(Tasks for this exercise):
• a. Answer these from the autism awareness post:
(i) Who first brought autism into the writer's life?
(ii) On what date was Buel born?
(iii) What on Buel's hands shows how much he climbs and swings?
• b. Carry the autism awareness post forward from its final sentence, writing a few more paragraphs in the same voice.

Source passage Start Marker

Autism is...

Today is National Autism Awareness day. Autism first affected my life when my nephew Caleb was diagnosed many years ago. Let’s face it, I’m getting old! It wasn’t as personal to me as I was an onlooker from a distance; however, I saw the busyness and challenges, along with the mass amounts of love my brother and sister-in-love had for their boy. 

Several years later my world changed when I welcomed the most amazing little boy to the world on November 18. His name is Buel Burton Newman V. He made me a mommy. He has gorgeous curly hair, kind eyes, the worlds best smile, and a contagious laugh. He loves his sister and playing with her. He loves to rough house with his daddy and to be snuggled by mommy. He is also autistic.

Autism is hard. It has changed my life forever and some days are more challenging than others. 

Autism is also beautiful. 

Buel is unique. He’s not broken, his brain just works differently. In fact, he works harder than most kids I know at his age. I guess that’s because he has too. He is so strong and can climb and swing for hours. He’s got the callouses on his hands to prove it. His stamina is incredible. He stims: that is to say he has his own way of comforting himself or meeting his sensory needs. He scripts: it may make no sense to us but it helps him to feel good, it helps him to try and communicate. He has food aversions: don’t lie... you probably do too! He makes eye contact very infrequently, but boy does it give me life when he does!

Source passage End Marker
Given records Start Marker

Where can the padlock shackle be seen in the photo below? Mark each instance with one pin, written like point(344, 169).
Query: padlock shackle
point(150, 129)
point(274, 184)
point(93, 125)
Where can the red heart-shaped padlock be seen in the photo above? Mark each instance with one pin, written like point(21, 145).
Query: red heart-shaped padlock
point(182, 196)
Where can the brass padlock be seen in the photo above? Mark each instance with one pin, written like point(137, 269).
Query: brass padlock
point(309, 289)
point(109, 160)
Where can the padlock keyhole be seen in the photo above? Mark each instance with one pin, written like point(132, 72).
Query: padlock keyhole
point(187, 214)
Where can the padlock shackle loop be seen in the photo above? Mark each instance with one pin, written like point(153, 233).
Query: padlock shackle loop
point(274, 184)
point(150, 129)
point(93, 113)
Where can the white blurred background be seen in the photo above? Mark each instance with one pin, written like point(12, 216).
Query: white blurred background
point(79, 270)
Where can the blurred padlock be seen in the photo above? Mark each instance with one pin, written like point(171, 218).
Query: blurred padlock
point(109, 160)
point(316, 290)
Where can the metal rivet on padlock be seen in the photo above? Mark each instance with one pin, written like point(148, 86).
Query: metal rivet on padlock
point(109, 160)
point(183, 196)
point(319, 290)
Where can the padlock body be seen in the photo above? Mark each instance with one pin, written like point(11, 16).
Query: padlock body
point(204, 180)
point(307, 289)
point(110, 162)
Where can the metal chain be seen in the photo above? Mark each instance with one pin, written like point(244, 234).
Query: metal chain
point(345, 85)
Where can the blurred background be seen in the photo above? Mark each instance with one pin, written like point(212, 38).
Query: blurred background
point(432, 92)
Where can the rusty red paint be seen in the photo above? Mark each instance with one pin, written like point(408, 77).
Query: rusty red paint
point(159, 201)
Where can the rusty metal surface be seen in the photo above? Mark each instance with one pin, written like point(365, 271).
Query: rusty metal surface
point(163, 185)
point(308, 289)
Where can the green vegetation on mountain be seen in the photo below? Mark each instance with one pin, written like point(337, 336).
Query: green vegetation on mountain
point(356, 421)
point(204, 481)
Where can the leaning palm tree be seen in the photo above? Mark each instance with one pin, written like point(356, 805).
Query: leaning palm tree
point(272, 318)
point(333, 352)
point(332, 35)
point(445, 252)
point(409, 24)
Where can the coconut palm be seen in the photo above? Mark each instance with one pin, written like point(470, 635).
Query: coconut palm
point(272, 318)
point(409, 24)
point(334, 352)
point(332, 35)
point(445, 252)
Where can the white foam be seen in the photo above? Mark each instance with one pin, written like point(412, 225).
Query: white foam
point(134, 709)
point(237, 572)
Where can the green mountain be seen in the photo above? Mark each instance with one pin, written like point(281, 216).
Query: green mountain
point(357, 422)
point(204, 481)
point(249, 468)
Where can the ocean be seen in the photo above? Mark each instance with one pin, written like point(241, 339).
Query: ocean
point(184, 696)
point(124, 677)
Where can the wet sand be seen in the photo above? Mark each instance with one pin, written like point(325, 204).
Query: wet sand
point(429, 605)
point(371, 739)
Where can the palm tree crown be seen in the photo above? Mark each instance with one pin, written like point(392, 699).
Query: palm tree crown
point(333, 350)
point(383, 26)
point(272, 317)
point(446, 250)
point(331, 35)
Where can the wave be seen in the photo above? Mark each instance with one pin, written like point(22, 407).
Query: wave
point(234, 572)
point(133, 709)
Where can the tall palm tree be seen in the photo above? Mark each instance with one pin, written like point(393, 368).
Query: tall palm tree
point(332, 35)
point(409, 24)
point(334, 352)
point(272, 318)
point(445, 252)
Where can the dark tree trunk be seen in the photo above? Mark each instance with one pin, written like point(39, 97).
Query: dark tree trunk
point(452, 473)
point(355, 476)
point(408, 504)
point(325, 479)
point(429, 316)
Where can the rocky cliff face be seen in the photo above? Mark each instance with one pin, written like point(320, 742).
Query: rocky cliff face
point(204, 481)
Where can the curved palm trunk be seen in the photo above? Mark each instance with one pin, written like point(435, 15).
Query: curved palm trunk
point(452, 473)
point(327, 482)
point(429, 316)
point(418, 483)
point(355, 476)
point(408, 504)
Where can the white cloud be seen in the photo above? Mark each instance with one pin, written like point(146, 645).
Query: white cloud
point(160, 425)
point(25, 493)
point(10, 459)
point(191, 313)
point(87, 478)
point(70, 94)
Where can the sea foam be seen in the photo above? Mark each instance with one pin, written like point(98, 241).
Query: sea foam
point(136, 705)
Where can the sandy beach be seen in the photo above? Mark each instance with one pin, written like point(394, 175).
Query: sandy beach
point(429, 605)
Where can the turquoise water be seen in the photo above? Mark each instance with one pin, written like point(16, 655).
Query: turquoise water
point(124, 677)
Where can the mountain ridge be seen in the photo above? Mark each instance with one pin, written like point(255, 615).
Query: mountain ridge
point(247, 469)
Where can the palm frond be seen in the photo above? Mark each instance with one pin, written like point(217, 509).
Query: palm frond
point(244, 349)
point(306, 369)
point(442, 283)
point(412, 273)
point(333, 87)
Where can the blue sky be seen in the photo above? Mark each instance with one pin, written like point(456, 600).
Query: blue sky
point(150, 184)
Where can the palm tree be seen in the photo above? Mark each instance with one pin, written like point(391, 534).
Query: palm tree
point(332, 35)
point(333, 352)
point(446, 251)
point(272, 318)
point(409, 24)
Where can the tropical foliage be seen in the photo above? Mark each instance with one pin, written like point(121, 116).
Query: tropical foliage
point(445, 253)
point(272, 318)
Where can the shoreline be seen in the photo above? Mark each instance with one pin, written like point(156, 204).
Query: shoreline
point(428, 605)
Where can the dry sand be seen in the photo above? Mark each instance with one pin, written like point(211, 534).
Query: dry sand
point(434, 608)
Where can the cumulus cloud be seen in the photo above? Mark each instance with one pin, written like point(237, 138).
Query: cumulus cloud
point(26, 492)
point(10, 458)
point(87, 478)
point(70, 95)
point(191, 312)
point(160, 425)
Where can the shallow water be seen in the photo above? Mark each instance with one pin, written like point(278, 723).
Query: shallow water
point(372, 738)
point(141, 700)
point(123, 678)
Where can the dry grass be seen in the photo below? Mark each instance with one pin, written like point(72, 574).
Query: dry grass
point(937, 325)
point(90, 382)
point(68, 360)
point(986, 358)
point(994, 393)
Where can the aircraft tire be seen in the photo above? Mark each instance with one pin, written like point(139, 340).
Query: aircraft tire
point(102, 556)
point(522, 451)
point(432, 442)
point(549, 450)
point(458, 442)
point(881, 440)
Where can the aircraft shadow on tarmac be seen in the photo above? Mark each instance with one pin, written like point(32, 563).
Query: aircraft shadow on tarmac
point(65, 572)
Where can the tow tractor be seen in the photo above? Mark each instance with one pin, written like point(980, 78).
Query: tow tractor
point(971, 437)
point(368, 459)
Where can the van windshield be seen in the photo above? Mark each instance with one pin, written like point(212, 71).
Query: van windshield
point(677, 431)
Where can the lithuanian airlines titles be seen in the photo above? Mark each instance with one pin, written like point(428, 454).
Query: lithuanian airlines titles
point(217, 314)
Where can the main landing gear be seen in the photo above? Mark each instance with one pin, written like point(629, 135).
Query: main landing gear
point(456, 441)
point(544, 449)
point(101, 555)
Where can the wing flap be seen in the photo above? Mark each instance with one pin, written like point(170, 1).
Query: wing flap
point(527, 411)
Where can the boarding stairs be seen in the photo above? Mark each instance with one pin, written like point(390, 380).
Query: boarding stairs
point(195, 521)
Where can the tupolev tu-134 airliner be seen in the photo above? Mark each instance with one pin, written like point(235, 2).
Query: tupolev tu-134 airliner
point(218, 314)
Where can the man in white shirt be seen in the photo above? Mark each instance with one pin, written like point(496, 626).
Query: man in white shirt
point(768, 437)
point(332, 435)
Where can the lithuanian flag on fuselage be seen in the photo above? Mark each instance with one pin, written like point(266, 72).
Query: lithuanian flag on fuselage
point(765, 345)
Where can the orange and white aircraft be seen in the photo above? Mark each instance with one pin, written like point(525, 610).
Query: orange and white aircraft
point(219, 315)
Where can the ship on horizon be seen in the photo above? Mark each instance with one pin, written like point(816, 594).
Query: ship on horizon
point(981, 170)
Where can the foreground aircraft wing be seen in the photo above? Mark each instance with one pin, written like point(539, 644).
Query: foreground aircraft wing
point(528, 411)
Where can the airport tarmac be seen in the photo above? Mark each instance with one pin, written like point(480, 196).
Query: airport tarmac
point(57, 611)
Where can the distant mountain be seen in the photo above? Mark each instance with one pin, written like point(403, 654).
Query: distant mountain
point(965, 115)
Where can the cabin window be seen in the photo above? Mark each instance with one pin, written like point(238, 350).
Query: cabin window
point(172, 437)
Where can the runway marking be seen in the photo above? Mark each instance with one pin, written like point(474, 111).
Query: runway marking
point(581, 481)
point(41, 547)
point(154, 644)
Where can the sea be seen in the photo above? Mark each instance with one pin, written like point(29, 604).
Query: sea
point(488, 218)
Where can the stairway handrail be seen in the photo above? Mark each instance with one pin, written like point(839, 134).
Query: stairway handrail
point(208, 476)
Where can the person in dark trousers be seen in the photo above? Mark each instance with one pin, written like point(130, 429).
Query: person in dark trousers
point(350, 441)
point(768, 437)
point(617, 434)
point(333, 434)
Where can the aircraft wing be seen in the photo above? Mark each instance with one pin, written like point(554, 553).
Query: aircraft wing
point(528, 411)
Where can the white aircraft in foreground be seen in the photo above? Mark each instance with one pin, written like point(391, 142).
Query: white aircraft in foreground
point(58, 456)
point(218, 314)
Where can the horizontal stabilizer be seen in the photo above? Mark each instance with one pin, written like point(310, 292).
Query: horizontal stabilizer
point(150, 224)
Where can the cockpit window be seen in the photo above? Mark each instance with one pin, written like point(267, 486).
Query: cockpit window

Given records End Marker

(Answers by item number):
• a.
(i) The writer's nephew Caleb, when he was diagnosed many years ago.
(ii) November 18.
(iii) Callouses.

• b.
Take the time to get to know someone who is autistic. Spend time with them, real time. They may not communicate the same way but that doesn’t mean they don’t want too. Take the time to learn about autistic people. They have a lot to teach to us. Please - Don’t ignore parents with autistic children or whisper under your breathe that something’s weird about their kid. They need love and friendship and family. Chances are they feel isolated and could use the companionship. If your kid has questions about why a person flaps their hands or jumps up and down... if you don’t know the answer, I would not be offended if you asked me to explain. 


I did not make my son autistic. I did not take drugs while I was pregnant. My son would not be better off in a group home or in a mental hospital. He most definitely would be doing NO ONE a favor if he died. He is not a burden. He is not scary. He’s incredible and you’d be blessed to spend time with him. The world is better that he’s here. God knew what He was going when he blessed the world with my little boy.